--- START ---
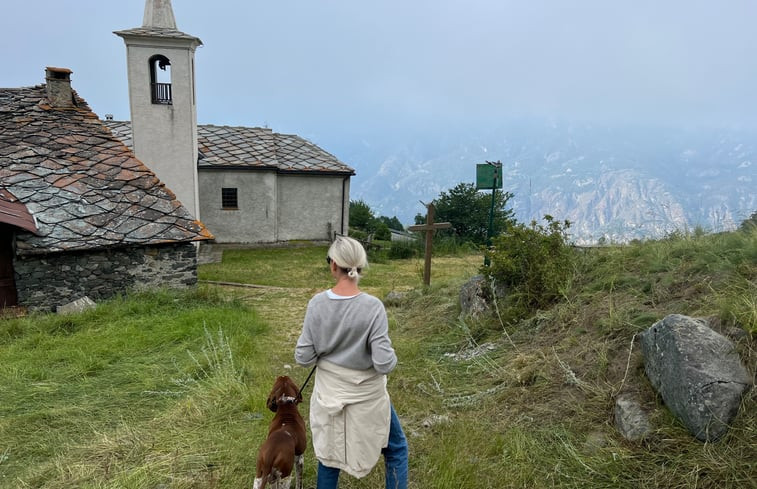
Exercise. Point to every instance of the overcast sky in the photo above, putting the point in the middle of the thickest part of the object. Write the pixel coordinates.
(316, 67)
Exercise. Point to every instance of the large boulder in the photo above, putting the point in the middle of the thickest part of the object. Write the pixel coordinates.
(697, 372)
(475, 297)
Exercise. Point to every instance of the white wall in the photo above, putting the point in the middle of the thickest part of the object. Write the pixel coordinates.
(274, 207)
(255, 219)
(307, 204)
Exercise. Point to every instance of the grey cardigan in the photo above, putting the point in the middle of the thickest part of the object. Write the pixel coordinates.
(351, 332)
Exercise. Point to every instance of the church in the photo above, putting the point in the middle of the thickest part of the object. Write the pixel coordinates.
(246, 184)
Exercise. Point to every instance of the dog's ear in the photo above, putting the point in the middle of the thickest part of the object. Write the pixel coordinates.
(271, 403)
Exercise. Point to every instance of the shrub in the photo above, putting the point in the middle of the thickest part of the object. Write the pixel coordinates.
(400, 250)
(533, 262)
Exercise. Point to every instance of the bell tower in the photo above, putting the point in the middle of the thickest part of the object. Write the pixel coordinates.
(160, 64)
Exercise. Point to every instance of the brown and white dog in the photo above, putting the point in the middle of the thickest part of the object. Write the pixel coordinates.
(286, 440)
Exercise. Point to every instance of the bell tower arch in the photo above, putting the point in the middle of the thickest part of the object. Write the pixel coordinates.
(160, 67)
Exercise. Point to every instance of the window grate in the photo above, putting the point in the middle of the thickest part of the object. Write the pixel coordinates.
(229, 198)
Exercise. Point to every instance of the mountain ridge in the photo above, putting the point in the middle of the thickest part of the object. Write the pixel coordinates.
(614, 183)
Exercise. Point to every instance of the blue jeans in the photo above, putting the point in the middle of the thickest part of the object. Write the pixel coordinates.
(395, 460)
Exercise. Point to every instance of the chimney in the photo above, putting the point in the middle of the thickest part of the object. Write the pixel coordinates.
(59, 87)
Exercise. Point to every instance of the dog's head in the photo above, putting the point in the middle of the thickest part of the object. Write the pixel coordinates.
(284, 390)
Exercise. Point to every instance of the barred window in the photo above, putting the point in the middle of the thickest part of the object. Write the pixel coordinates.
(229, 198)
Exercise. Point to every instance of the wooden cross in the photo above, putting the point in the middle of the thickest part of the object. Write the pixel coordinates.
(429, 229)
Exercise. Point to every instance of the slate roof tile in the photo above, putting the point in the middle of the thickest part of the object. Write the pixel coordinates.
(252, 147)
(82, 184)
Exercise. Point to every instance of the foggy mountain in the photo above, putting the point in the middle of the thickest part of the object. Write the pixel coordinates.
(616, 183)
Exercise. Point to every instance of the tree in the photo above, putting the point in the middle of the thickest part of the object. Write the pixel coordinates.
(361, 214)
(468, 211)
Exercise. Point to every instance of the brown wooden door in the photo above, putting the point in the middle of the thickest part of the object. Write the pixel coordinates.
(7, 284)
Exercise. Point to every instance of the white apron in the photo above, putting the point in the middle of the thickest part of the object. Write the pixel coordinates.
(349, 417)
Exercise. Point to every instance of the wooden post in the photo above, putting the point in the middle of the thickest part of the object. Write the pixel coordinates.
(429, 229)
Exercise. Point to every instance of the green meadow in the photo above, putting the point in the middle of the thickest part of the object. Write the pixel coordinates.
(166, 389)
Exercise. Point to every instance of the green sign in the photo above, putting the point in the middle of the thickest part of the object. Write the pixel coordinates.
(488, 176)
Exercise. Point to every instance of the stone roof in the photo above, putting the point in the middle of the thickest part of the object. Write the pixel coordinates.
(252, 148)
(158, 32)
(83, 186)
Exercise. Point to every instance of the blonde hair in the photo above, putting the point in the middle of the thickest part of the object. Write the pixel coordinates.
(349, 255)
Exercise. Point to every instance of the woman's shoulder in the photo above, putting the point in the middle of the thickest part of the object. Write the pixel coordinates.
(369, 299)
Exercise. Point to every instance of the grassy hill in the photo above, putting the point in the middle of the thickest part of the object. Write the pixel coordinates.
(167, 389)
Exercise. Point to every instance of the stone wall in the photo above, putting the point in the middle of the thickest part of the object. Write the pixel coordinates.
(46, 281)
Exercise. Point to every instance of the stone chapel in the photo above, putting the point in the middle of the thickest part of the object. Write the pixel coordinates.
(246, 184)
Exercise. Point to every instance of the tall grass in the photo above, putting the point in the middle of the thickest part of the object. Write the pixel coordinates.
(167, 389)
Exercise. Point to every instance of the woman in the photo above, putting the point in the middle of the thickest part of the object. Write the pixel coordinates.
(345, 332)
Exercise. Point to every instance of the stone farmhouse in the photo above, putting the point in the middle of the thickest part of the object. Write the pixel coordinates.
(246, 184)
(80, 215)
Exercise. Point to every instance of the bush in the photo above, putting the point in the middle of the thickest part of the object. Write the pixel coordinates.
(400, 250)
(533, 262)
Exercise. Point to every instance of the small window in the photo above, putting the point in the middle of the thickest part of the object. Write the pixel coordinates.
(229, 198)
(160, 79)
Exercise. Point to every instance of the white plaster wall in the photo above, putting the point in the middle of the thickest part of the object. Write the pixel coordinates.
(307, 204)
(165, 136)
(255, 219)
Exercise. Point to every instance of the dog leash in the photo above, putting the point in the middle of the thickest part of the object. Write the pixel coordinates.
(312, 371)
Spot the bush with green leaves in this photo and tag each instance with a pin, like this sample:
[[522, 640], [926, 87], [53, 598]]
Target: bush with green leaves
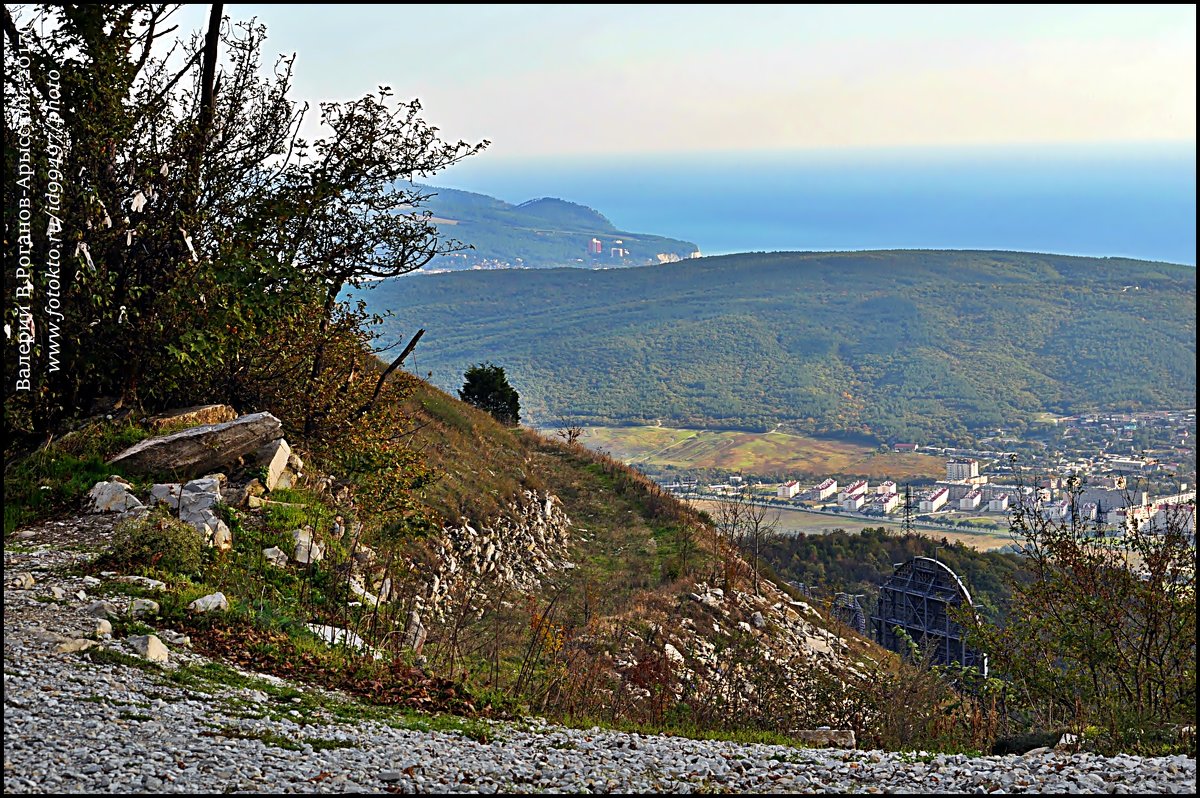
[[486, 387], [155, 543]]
--- END ---
--- START ---
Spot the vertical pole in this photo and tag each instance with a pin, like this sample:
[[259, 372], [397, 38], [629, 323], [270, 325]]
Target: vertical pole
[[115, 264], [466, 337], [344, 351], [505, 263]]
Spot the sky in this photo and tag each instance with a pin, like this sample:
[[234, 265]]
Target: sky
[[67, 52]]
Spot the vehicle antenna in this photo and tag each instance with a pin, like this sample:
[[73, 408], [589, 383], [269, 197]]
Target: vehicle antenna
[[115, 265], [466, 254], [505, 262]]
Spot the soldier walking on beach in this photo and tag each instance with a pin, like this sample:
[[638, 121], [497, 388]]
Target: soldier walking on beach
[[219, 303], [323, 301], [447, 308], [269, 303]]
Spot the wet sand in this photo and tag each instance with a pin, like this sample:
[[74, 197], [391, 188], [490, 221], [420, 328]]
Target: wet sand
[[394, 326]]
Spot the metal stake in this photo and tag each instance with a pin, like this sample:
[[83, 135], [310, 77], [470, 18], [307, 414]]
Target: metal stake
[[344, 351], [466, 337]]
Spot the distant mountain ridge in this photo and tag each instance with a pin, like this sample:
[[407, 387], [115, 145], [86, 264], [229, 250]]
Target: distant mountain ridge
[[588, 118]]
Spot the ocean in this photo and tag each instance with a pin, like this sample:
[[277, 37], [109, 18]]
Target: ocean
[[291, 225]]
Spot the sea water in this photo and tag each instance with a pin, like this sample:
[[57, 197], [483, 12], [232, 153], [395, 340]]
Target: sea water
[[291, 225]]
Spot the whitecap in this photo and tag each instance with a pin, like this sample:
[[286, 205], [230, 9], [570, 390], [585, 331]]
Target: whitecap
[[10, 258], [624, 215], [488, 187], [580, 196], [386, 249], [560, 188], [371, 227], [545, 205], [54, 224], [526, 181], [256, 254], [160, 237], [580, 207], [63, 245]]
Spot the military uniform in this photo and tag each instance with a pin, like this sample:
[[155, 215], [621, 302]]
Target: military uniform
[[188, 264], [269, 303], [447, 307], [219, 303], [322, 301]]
--- END ---
--- START ---
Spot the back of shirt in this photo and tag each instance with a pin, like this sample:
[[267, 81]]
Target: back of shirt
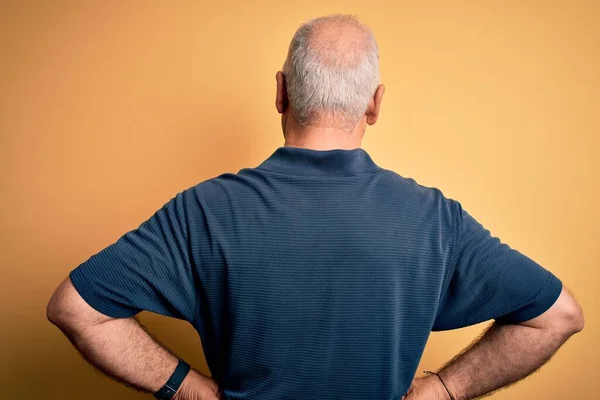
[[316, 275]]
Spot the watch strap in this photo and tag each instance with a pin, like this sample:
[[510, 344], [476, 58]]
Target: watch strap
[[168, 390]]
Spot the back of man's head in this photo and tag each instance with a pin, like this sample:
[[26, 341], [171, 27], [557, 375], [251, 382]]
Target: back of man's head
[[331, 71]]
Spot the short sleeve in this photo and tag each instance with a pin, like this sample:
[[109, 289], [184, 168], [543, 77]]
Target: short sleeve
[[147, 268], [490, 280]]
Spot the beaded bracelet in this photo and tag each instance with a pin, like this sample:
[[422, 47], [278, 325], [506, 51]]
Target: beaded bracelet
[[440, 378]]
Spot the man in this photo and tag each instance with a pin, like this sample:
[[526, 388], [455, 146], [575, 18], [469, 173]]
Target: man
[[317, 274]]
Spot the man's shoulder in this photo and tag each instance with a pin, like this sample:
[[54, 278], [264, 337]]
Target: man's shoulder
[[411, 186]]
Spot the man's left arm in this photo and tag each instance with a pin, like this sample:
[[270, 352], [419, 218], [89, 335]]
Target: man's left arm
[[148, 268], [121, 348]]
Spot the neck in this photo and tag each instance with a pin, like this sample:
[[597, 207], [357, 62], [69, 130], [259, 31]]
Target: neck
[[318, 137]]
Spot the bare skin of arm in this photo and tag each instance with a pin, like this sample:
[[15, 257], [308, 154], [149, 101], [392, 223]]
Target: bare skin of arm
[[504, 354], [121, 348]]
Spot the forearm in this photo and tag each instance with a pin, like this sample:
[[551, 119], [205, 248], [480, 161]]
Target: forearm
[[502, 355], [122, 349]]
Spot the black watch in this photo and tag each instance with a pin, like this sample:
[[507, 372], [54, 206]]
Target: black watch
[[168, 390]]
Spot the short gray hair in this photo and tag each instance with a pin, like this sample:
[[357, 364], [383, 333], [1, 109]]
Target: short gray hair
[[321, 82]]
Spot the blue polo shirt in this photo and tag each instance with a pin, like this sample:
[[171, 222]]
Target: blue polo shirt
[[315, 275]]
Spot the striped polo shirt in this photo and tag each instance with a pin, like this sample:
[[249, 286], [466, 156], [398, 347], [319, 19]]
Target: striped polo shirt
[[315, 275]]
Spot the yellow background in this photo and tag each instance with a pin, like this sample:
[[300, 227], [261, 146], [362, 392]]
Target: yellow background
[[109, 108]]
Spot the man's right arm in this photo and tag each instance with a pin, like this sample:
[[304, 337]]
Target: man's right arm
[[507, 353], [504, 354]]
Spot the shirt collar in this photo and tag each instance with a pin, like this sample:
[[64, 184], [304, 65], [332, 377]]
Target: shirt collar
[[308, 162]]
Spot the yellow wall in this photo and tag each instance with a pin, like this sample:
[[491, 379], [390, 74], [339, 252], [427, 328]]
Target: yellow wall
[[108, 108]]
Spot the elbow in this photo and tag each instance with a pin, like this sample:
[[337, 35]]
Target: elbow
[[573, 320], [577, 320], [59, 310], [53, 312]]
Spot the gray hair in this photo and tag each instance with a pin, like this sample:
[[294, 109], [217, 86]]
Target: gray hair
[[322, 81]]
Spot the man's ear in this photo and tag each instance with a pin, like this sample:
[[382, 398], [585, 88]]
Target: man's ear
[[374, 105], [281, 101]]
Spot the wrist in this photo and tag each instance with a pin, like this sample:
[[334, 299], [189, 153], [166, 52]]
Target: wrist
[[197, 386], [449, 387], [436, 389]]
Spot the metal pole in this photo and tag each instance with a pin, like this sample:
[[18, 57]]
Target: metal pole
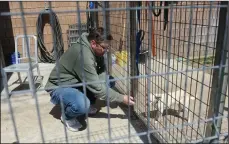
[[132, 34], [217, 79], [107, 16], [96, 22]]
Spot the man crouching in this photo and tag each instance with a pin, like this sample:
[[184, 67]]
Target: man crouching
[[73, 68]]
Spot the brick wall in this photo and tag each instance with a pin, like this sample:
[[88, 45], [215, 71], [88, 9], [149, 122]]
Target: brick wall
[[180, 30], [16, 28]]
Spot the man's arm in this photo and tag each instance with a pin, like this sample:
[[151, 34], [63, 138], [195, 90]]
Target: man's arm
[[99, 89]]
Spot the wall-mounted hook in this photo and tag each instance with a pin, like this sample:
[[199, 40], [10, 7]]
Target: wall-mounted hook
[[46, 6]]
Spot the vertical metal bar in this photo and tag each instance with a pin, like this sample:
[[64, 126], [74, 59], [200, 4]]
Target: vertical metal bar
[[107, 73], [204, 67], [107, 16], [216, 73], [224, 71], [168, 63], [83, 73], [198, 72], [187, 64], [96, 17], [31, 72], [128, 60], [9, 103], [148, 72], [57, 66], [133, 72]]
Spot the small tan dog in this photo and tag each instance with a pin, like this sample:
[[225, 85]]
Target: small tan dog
--- END ---
### [Task instructions]
Whatever else the listing above holds, retype exactly only the lines from the one containing "Spot the watch" to the one containing "[[171, 222]]", both ends kept.

### [Answer below]
Spot the watch strap in this photo and tag each instance with a pin, like this sample:
[[510, 344], [476, 58]]
Target: watch strap
[[168, 390]]
Spot the back of man's head in this photo and tag each instance with a pin, like this sample:
[[26, 341], [171, 27], [557, 375], [251, 382]]
Target: back of man's head
[[331, 71]]
Spot the short sleeve in this photo and tag each instance with a pin, like this sample:
[[109, 289], [184, 168], [543, 77]]
Target: short sleeve
[[147, 268], [490, 280]]
Spot the beaded bracelet in this photo and tag each instance with a pin, like this sample:
[[422, 47], [278, 325], [506, 51]]
Target: beaded bracelet
[[440, 378]]
Spot the man in this photo and tag each instance with a pin, like this sample:
[[526, 388], [455, 146], [575, 18], [469, 173]]
Target: man
[[317, 274]]
Spot the man's shoulder in this photo and tag each instance with a pin, like this sample:
[[54, 278], [264, 337]]
Target: man's shoulder
[[411, 186]]
Spot the man's left arm in this photo and tag each instance with a pin, like this sample:
[[270, 352], [419, 218], [89, 335]]
Target: man's left arm
[[148, 268], [121, 348]]
Spot the neck in this photo and tag each instance with a pin, like this sample:
[[597, 207], [357, 62], [69, 130], [259, 31]]
Target: neck
[[318, 137]]
Spot the bare skin of arm in this photo and tag each instance with a pin, like this sample:
[[15, 257], [308, 154], [149, 101], [392, 223]]
Target: bare skin of arm
[[504, 354], [121, 348]]
Spot the forearm in this photo and tag each instance with a pin, like this sample:
[[551, 119], [205, 248], [480, 161]]
Target: forearm
[[502, 355], [122, 349]]
Spot the black watch in this photo and tag each instance with a pin, like this sample:
[[507, 372], [54, 206]]
Target: black watch
[[168, 390]]
Spot the short gray hair in this photo and tag each instance with a pin, like this sample:
[[357, 364], [383, 333], [1, 109]]
Target: short gray hair
[[321, 82]]
Spot the blue polo shirt in this photo and tag each instance with a pin, like this sample:
[[171, 222]]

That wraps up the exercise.